> _What the task asks_:
Collect and copy out every line of the listing below that contains the string "green". Matching is case-sensitive.

━━━ Extracted records

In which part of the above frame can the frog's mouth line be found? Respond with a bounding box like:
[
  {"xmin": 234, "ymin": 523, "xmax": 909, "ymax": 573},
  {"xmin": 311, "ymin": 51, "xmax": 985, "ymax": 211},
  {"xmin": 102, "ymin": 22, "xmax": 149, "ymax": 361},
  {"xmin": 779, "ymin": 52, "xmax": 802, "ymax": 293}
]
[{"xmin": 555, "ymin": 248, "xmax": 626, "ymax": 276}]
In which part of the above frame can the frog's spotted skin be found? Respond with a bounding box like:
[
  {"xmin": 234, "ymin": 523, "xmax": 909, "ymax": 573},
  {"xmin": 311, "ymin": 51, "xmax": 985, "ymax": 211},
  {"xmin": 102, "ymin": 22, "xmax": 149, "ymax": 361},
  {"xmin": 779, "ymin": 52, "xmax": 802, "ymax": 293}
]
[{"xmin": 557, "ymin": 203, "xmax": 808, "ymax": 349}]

━━━━━━
━━━ Extracted records

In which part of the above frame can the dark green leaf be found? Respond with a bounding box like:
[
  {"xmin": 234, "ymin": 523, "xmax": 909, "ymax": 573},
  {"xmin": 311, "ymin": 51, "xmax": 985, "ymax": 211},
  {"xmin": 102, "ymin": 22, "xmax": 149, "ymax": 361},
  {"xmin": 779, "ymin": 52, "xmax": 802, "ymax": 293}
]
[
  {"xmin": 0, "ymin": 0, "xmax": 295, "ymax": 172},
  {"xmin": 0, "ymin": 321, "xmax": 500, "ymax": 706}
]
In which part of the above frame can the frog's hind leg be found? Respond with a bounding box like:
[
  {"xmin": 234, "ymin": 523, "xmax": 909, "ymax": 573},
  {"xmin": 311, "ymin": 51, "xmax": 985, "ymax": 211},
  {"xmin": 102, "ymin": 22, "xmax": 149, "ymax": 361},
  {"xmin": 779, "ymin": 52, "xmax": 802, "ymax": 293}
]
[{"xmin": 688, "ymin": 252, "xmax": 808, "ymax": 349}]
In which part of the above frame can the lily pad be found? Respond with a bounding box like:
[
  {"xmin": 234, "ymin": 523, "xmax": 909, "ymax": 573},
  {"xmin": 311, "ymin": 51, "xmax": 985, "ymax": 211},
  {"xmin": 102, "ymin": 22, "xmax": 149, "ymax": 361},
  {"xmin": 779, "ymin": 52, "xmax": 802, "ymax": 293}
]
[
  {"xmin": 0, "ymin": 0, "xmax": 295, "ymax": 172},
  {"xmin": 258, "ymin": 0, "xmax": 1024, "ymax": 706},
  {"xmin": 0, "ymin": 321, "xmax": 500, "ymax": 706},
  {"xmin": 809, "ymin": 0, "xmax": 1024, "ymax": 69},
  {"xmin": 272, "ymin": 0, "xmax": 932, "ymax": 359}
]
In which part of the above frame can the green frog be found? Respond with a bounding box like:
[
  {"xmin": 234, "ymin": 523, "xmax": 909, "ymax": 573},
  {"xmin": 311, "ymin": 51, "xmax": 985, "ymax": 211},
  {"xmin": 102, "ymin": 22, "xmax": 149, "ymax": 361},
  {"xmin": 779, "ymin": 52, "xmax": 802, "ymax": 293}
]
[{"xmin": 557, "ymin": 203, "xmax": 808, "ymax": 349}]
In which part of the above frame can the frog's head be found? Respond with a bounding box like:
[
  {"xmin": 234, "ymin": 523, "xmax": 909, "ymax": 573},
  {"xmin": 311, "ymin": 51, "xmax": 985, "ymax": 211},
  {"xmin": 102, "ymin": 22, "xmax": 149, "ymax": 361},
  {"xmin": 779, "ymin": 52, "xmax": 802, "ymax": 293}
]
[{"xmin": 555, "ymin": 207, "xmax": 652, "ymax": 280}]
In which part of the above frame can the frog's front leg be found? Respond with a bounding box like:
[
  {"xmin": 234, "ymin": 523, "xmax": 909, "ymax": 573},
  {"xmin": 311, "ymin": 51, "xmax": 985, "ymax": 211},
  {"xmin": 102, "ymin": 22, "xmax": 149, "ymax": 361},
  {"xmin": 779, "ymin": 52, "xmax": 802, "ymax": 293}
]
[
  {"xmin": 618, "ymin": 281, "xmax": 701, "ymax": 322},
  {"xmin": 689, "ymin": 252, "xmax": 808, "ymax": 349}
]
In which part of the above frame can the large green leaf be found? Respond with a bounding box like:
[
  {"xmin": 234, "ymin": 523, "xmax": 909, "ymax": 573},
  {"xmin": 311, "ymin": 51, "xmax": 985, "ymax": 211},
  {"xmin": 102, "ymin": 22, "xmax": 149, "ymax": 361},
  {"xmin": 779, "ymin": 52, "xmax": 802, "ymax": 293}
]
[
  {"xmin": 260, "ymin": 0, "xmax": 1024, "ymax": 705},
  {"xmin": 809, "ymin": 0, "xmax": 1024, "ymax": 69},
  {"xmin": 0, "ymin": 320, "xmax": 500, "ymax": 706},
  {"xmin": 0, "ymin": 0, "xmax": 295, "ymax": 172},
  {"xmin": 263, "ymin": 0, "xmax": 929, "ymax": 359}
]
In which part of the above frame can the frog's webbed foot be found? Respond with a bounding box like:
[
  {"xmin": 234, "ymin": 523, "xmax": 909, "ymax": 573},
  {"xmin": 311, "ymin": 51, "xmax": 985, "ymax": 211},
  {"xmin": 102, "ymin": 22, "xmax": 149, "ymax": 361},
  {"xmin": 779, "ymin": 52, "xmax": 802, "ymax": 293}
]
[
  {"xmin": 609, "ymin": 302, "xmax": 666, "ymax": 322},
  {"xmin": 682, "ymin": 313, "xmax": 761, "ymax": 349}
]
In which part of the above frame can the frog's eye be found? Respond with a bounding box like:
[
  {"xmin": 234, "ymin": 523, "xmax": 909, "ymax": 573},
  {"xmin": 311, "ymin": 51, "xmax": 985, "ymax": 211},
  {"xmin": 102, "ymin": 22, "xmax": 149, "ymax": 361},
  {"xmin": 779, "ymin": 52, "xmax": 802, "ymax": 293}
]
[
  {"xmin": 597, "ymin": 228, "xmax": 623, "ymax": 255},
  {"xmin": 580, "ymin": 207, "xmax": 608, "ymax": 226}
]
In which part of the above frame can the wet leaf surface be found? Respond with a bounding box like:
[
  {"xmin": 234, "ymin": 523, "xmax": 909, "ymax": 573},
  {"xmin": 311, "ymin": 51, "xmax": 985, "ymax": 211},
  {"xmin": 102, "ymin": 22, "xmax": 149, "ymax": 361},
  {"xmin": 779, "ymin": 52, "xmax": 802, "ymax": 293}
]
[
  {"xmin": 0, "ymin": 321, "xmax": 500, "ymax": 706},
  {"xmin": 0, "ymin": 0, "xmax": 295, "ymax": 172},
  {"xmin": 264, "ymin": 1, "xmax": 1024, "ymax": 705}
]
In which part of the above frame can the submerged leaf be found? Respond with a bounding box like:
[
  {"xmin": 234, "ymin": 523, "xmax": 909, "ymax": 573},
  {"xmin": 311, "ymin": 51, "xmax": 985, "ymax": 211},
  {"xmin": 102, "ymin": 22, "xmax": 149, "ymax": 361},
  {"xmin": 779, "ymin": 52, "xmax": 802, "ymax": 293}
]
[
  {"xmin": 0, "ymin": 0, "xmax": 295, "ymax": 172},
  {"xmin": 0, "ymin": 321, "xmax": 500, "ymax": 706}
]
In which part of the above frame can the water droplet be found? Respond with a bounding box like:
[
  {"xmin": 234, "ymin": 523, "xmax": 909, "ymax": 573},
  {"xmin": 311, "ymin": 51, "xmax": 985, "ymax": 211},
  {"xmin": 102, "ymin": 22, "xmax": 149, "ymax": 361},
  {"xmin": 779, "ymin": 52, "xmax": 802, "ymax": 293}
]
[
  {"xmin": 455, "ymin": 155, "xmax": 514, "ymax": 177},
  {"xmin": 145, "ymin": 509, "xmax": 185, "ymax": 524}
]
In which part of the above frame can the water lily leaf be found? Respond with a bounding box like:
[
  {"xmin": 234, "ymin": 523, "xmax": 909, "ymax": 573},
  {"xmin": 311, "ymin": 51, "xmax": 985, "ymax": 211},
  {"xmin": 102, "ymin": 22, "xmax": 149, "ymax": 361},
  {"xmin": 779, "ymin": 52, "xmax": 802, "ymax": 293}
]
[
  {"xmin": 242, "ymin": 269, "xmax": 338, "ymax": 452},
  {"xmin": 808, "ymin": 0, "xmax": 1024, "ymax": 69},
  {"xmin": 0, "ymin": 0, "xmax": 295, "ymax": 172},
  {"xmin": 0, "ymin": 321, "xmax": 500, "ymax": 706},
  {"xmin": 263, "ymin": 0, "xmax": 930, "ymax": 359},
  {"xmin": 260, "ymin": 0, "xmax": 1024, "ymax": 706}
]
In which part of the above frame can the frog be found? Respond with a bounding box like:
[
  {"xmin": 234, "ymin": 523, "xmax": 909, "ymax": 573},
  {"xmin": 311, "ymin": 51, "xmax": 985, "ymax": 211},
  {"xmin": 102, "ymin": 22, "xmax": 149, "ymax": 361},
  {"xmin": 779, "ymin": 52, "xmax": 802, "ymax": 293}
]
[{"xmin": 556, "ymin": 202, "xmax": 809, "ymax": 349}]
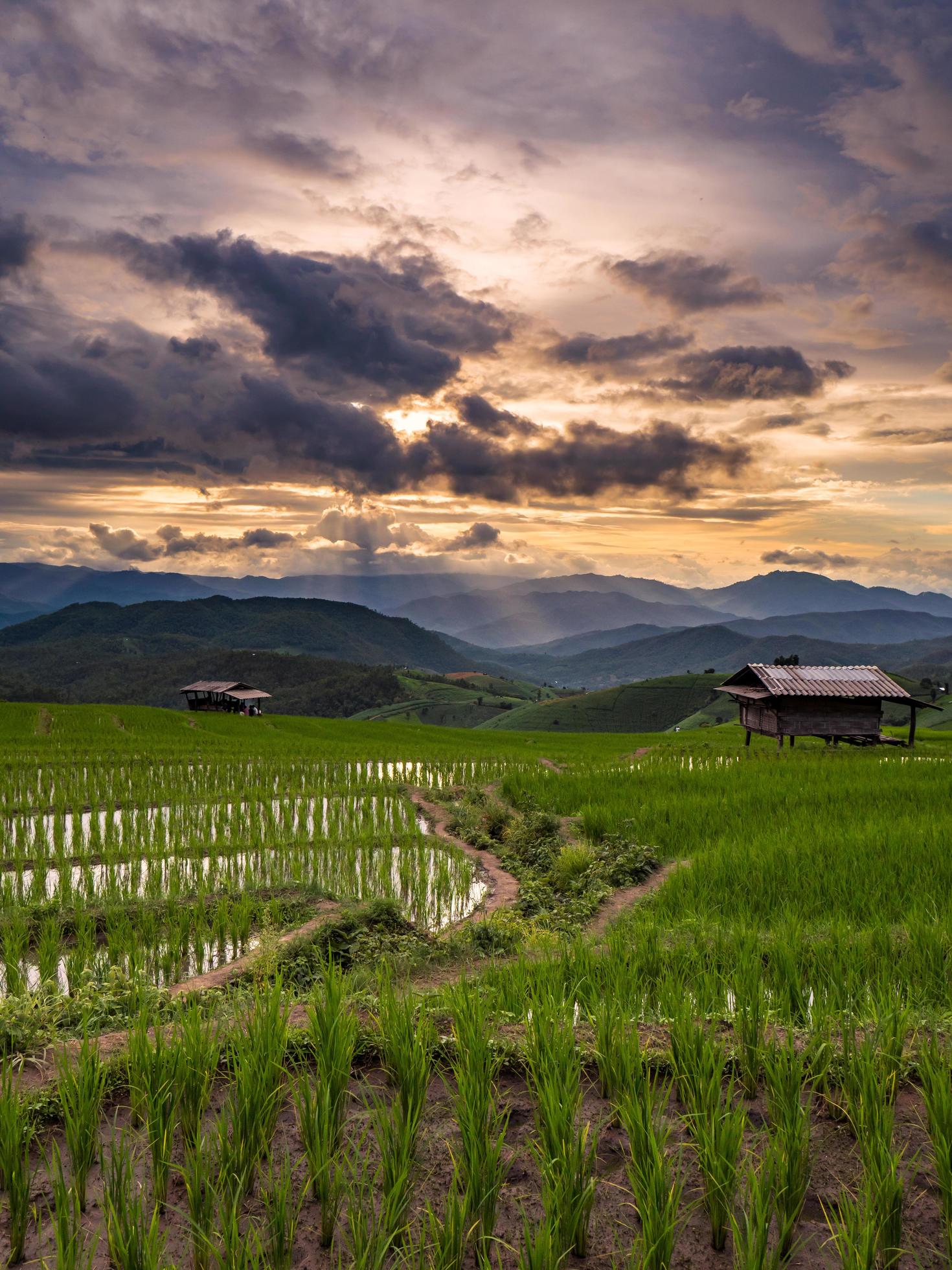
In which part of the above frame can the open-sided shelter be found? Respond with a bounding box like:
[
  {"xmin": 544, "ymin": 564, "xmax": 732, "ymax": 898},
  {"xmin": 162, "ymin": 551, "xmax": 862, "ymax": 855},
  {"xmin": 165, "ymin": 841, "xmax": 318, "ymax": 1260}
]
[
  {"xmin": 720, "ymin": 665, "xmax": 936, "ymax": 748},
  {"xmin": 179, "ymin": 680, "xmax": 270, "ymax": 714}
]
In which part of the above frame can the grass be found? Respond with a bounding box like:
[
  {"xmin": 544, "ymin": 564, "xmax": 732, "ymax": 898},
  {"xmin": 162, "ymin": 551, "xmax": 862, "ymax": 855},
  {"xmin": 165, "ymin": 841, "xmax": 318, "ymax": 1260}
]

━━━━━━
━━━ Extracted records

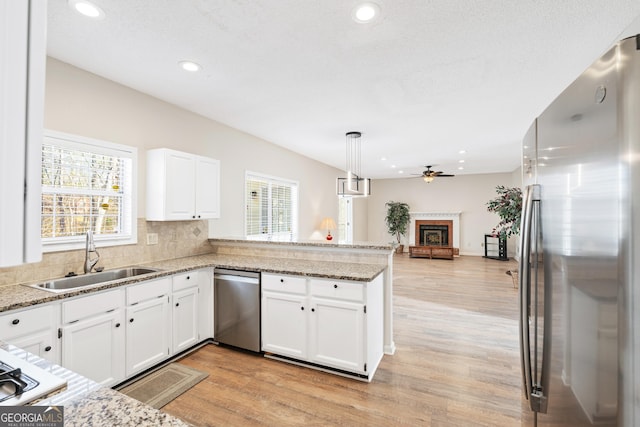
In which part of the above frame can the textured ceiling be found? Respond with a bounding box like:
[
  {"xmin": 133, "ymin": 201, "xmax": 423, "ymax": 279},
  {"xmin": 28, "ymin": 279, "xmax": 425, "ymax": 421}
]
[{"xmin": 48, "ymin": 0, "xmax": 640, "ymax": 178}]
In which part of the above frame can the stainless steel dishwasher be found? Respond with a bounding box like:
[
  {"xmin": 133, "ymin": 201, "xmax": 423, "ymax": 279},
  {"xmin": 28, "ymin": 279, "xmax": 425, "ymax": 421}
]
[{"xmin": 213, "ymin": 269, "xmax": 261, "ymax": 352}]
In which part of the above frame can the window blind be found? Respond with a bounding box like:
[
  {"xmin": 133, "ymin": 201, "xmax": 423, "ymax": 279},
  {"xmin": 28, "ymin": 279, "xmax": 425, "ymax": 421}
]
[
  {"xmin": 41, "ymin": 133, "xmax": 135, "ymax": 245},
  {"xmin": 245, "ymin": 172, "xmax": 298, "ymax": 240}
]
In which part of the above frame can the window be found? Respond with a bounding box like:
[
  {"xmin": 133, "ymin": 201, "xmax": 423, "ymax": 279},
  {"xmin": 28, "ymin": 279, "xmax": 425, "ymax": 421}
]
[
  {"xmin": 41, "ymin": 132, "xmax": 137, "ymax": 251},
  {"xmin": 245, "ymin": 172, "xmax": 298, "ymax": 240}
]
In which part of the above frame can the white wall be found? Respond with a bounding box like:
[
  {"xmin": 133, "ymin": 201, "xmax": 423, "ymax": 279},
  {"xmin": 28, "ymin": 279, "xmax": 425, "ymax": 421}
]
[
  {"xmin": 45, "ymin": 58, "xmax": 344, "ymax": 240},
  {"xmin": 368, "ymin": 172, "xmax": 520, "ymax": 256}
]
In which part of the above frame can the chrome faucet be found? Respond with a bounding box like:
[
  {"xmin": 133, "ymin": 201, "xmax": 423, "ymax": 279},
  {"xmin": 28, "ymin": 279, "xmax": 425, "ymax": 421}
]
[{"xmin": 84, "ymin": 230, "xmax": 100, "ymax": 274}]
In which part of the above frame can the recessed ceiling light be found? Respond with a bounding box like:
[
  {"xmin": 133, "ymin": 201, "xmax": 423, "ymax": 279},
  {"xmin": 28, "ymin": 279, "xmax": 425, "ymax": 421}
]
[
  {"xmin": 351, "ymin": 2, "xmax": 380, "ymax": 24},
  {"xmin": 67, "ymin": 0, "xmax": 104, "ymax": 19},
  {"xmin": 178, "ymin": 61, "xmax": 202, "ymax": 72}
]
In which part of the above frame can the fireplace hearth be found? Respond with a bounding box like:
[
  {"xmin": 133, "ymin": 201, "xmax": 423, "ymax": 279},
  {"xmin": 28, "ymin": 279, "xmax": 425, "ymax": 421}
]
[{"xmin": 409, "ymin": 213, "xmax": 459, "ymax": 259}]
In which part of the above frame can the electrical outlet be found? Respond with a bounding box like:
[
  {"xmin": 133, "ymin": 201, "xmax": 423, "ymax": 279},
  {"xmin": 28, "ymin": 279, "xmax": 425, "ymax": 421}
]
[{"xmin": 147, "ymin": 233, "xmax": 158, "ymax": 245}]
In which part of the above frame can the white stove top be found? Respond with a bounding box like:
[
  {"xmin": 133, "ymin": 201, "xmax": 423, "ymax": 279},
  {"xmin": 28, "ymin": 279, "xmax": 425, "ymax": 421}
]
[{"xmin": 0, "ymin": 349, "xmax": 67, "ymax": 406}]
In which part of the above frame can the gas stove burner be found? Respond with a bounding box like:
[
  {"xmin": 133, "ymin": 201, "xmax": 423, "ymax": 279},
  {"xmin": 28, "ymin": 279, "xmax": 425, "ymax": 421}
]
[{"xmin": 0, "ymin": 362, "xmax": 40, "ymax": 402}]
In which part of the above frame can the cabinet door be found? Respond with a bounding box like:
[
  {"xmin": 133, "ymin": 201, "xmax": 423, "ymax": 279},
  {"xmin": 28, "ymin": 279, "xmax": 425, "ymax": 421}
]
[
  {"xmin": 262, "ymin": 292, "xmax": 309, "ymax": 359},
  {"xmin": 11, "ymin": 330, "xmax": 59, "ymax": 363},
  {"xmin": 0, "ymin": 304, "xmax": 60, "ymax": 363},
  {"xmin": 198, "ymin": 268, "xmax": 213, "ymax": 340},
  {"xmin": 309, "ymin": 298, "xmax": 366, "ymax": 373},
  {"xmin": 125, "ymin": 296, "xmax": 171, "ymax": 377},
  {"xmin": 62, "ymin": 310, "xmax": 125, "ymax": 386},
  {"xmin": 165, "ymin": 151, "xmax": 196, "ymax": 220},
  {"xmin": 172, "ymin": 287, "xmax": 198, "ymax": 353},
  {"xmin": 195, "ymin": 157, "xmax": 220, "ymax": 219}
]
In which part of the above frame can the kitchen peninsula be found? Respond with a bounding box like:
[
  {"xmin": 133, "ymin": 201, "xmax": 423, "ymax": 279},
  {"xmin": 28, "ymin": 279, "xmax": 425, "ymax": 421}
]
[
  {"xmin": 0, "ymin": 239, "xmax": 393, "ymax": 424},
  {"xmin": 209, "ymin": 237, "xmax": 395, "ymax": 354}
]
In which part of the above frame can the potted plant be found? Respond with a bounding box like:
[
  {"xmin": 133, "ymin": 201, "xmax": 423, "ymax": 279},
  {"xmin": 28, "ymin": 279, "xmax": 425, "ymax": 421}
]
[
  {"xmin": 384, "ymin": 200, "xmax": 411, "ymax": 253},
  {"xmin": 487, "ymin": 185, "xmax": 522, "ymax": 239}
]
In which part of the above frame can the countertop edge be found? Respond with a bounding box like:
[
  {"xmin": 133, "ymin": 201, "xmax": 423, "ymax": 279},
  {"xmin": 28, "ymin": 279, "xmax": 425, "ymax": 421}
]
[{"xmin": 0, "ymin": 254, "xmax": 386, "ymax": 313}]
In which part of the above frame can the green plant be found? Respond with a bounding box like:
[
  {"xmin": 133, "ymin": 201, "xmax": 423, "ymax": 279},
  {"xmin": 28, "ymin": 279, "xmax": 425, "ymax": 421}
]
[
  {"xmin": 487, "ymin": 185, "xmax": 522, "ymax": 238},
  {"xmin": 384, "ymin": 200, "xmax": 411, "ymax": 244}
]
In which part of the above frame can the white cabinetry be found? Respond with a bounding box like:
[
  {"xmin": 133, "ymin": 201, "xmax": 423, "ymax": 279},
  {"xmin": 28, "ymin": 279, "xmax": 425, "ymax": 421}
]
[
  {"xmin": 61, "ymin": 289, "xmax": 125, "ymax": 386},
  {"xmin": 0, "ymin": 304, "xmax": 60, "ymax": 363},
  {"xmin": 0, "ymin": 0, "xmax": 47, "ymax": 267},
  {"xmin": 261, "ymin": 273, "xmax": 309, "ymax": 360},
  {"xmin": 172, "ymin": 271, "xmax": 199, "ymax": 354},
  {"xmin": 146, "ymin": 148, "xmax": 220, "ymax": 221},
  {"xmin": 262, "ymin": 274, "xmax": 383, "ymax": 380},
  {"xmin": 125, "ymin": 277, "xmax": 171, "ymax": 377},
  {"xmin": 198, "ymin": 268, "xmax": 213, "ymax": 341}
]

━━━━━━

> _Expected output_:
In which part of the above frame can the dark green leaf be found? Respond with a bounding box like:
In which part of the above frame can the green frog be found? Respond with a bounding box like:
In which part of the above frame can the large green leaf be found? Respond with a bounding box like:
In which part of the above frame can the green plant be found? Respond with a bounding box like:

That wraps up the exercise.